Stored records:
..........
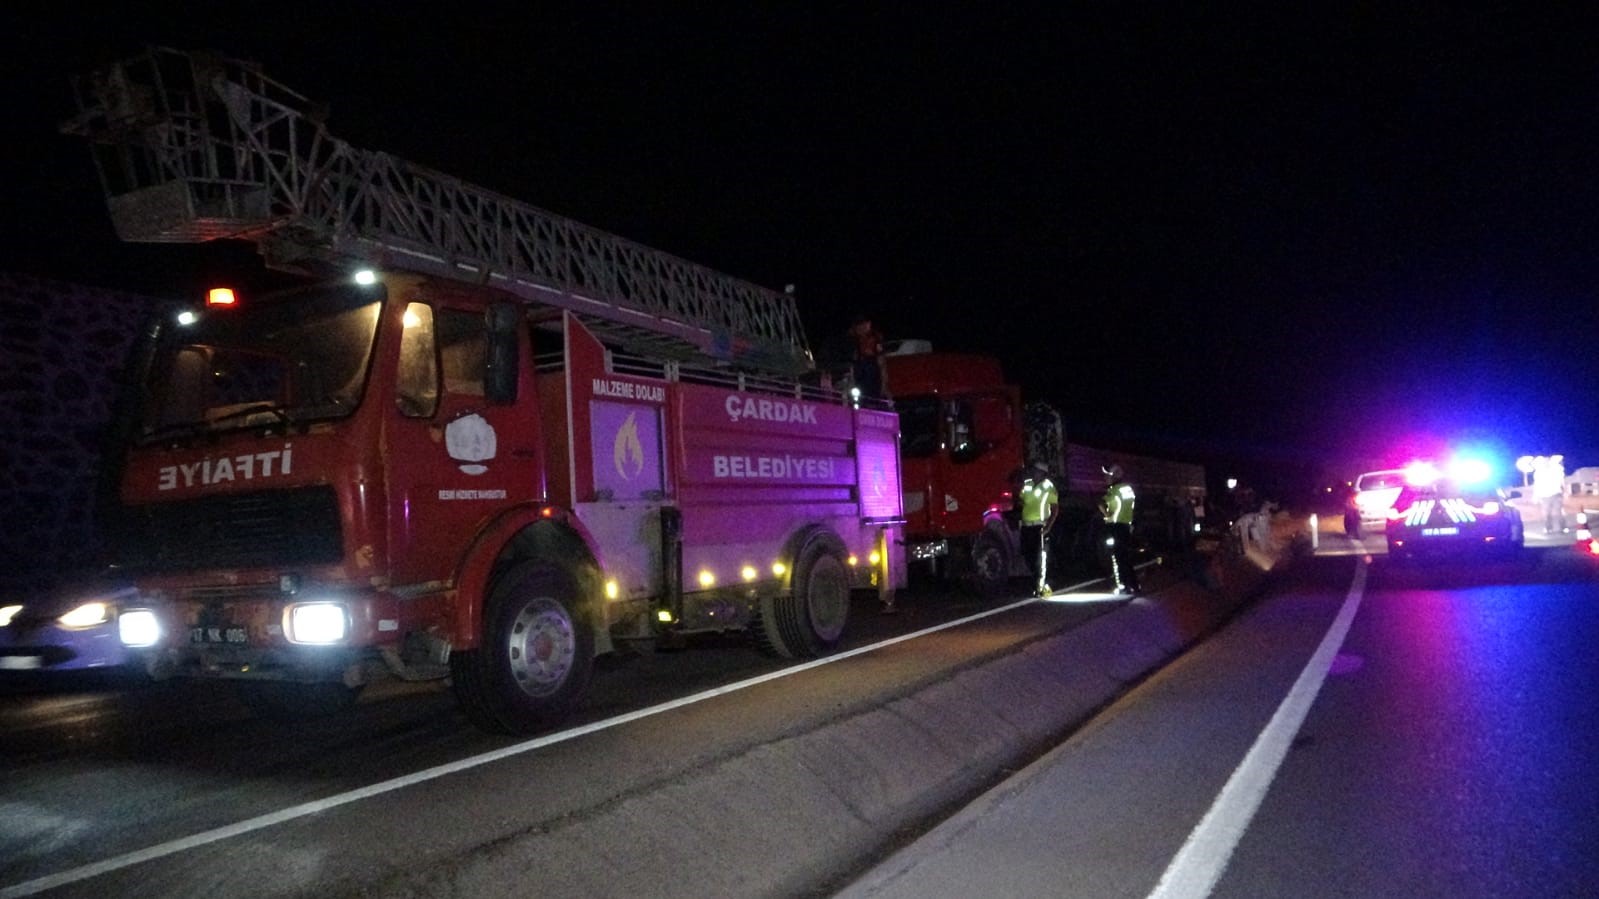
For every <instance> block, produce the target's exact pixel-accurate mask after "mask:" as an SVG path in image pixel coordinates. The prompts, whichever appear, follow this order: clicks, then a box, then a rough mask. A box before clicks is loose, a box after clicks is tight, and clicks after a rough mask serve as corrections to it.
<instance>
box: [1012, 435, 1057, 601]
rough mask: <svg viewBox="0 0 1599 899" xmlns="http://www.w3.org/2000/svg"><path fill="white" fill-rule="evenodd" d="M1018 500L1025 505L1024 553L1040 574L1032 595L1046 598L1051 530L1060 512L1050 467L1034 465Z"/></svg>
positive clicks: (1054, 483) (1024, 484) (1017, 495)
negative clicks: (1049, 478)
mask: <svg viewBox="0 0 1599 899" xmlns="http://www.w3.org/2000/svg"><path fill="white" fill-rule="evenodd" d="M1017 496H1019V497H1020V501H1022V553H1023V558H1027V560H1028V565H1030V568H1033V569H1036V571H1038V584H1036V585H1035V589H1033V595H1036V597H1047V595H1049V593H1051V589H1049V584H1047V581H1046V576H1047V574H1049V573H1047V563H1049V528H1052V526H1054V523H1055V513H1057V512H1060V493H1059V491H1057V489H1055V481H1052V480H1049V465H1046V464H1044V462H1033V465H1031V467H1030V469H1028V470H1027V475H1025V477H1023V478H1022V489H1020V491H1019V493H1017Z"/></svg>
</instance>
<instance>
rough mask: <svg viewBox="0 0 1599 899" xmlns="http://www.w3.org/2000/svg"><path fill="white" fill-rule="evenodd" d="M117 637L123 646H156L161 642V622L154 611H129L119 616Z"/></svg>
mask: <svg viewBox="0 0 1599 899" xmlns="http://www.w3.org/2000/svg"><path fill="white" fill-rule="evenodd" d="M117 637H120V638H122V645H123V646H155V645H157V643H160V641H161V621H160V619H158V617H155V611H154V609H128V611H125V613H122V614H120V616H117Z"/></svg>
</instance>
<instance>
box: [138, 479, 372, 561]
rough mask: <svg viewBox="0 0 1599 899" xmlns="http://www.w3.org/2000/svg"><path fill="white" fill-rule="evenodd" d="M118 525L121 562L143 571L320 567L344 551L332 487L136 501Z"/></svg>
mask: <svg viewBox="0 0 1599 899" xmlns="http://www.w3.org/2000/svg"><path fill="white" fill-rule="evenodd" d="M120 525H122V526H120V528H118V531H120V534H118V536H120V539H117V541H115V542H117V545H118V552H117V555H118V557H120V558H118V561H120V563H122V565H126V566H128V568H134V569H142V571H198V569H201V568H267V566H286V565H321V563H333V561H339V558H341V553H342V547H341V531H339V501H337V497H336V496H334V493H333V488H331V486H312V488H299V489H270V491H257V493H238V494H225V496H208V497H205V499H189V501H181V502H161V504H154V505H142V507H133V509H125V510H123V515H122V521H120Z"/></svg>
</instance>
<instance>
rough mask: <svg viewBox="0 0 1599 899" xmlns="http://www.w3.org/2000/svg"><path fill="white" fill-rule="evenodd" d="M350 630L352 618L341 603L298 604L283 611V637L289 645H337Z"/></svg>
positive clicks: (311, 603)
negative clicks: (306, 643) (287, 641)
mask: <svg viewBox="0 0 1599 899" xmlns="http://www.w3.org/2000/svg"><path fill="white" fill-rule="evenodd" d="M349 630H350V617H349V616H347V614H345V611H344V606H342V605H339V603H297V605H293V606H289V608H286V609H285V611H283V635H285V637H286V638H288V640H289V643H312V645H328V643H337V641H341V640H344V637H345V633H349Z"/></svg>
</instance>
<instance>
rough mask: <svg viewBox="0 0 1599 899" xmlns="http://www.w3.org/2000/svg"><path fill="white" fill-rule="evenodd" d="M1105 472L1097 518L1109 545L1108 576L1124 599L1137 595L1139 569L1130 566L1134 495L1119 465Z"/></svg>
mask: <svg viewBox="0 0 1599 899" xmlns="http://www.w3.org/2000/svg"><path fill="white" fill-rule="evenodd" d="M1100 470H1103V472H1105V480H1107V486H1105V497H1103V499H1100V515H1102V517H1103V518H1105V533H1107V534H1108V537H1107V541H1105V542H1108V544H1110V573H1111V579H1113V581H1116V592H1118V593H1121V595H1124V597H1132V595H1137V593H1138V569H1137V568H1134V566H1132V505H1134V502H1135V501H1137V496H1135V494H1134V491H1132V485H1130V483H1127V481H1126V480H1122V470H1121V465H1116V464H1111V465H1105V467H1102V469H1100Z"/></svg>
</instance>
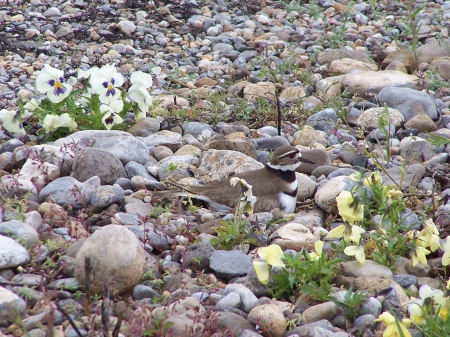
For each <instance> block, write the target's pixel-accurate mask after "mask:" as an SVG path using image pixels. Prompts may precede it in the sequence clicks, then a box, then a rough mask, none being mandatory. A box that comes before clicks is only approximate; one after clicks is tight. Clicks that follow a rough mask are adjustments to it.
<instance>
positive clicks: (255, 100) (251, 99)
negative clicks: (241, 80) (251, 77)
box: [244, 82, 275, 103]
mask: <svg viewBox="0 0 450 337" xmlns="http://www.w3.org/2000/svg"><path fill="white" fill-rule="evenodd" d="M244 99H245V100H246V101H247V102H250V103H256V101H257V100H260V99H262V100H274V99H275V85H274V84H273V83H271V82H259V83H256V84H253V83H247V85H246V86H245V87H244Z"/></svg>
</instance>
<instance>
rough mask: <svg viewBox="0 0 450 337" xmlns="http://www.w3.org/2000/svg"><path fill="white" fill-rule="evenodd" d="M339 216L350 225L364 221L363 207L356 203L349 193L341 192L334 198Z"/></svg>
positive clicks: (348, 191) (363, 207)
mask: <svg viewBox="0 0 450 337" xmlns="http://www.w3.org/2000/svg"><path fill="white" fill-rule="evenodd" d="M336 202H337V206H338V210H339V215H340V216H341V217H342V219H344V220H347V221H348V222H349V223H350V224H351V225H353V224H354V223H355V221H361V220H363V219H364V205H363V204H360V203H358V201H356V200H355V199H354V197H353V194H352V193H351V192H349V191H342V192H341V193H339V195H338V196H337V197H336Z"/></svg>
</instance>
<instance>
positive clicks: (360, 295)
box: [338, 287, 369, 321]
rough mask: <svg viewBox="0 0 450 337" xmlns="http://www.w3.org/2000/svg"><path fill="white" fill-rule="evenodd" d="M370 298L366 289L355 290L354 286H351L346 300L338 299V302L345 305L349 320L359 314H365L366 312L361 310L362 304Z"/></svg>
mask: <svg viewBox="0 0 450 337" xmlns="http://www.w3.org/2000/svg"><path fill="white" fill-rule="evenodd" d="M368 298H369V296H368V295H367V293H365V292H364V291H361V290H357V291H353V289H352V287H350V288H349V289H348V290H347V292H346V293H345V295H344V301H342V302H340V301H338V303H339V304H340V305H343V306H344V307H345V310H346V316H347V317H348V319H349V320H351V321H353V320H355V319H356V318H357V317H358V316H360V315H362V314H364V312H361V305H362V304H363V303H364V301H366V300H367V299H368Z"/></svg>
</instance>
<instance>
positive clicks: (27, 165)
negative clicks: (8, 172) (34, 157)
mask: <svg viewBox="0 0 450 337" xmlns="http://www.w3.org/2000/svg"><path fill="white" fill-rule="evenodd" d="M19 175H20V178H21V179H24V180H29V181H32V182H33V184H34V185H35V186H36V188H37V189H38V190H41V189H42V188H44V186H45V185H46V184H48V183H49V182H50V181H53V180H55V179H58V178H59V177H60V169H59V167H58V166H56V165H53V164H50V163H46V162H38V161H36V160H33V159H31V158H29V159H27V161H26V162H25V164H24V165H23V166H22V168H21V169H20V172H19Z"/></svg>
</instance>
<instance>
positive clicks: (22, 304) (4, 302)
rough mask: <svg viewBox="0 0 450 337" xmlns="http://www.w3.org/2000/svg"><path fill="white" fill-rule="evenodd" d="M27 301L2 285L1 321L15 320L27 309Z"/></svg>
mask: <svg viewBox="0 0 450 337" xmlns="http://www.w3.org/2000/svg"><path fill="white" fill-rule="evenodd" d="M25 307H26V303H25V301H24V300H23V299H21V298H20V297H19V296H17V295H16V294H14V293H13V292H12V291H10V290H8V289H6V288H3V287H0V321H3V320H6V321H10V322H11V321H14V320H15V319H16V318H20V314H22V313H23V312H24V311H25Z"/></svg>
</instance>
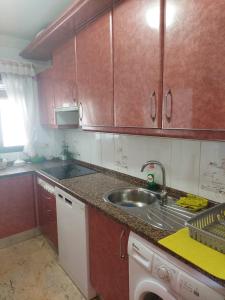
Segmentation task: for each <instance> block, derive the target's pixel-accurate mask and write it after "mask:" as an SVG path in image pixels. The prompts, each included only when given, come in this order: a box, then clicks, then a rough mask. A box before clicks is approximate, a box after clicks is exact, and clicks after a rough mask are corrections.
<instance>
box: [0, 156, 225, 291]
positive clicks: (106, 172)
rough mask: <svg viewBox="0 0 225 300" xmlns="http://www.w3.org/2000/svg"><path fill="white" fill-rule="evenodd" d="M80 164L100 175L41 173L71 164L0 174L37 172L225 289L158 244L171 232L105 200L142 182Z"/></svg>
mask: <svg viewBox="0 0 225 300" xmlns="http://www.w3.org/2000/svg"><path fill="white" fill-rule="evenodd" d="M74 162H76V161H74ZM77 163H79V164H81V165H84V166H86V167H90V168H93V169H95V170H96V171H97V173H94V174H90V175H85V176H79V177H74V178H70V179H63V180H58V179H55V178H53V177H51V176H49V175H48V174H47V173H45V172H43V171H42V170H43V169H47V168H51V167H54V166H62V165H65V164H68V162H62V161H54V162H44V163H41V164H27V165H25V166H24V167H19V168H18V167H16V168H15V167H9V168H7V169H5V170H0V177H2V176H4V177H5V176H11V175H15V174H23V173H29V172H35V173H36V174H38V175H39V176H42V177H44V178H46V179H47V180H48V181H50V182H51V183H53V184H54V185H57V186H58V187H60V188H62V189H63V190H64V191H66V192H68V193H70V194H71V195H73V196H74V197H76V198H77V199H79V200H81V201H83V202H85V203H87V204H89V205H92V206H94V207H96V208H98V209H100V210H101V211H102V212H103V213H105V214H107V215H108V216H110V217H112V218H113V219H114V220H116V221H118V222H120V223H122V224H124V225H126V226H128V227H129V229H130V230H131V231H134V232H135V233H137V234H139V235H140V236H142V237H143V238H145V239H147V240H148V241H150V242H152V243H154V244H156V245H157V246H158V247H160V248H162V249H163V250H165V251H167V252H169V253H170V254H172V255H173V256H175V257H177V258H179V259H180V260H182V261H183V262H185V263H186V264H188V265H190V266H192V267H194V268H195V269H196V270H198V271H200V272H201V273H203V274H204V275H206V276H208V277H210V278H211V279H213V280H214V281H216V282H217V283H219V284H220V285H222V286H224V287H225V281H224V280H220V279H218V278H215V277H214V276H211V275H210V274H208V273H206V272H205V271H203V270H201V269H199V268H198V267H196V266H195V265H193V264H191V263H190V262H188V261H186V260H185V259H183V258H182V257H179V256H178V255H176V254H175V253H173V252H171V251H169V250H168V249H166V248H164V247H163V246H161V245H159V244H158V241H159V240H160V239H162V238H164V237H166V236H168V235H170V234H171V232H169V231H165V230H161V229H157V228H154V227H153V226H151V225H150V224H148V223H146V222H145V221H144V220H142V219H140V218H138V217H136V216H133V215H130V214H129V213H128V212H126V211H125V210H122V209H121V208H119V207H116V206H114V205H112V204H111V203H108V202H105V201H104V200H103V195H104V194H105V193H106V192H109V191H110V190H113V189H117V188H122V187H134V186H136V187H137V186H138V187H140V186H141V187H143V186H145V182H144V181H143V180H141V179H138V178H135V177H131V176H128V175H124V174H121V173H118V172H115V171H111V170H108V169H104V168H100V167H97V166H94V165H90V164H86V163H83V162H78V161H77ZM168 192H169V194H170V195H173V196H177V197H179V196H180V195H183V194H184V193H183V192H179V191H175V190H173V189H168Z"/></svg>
..........
WORK ITEM: Please rewrite the material, from its start through the line containing "500L1025 505L1024 553L1040", as a Markdown table with the columns "Row" and "Line", omitting blank lines and pictures.

FINISHED EXERCISE:
| Row | Line |
|---|---|
| 1 | For every <instance> block, produce the target's exact pixel-accurate mask after "mask:" as an SVG path in image pixel coordinates. The prompts, whichever appear, follow this order: clicks, then a box, then a rough mask. A box before clicks is loose, a box after clicks is tight, and clicks after a rough mask serve as corrections to it. |
| 2 | <instance> |
| 3 | box: [1012, 435, 1057, 601] |
| 4 | rough mask: <svg viewBox="0 0 1599 899" xmlns="http://www.w3.org/2000/svg"><path fill="white" fill-rule="evenodd" d="M1018 500L1025 505L1024 553L1040 574L1032 595L1046 598L1051 530L1060 512L1050 467L1034 465Z"/></svg> |